» **PROBLEM REQUIREMENTS**: Starting at the beginning of the records and going on through the line that contains "[(964, 962), (905, 188), (69, 820)]", copy the records with "pin" changed to "marker" and everything else left as it is. Omit the pictures from your answer.

» **Lines of data**:
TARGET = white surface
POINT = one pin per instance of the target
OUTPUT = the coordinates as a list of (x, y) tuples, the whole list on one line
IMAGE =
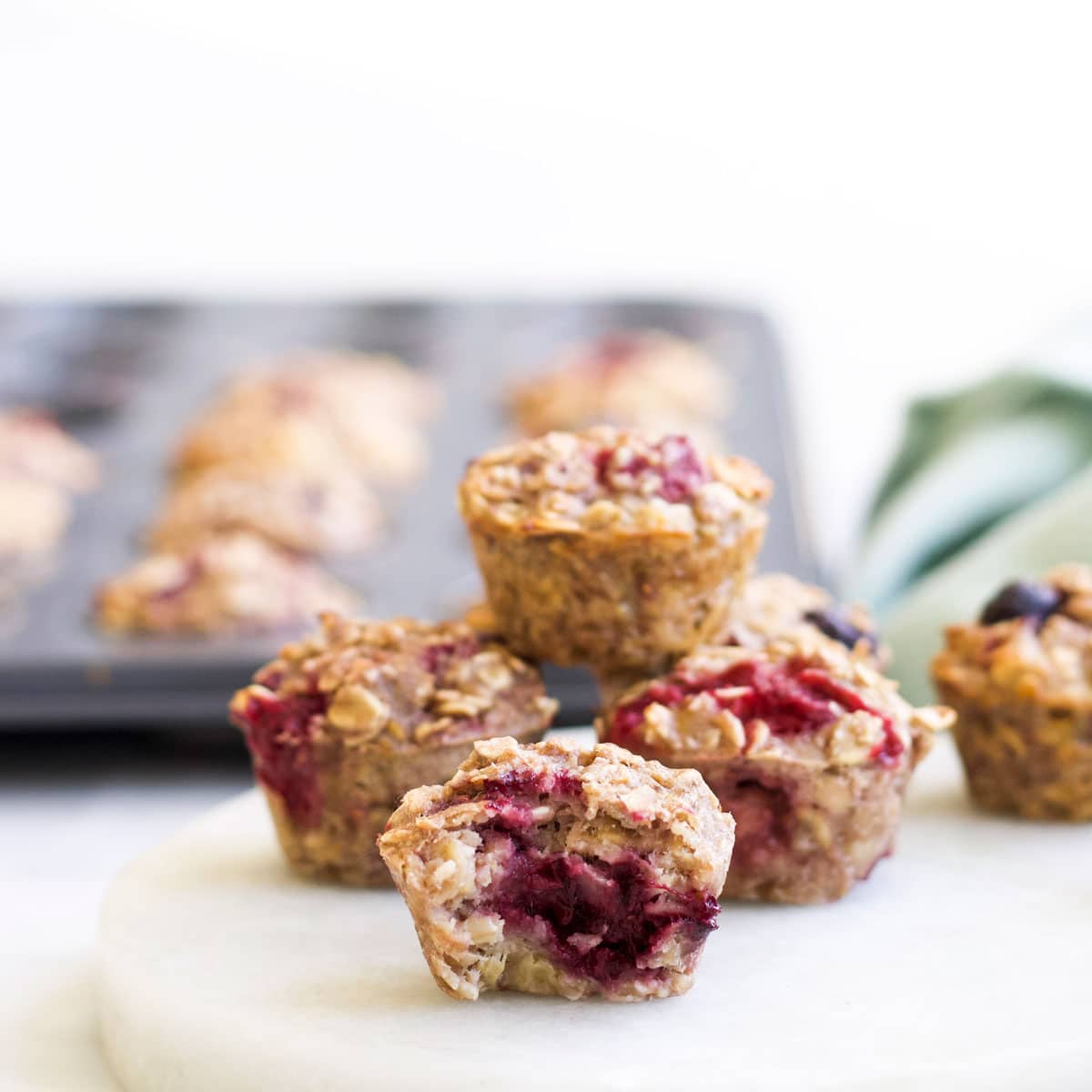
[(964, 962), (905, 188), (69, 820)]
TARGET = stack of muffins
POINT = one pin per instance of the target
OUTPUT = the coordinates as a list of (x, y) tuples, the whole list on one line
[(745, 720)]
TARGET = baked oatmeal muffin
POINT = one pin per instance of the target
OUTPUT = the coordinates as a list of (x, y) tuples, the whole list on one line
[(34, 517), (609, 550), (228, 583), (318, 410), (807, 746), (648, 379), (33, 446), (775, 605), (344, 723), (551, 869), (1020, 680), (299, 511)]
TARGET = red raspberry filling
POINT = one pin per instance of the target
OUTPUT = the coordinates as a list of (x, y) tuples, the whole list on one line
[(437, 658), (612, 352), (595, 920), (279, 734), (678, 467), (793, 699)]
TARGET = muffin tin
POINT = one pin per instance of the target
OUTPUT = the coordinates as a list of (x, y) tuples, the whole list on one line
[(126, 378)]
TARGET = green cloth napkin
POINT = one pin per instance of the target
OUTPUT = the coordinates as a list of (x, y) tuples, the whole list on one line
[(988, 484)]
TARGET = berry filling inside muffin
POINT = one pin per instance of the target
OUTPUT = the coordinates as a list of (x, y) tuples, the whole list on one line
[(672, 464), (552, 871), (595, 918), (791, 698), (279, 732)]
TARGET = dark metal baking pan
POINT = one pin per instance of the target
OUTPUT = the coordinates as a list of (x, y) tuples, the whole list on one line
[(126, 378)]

» **RESULT**:
TARGET = white surface
POINT = one marker per instance of the target
OUTPUT = the coordinates as a list of (x, y) tuples, the whole list on one line
IMAGE =
[(964, 962), (905, 188), (69, 820)]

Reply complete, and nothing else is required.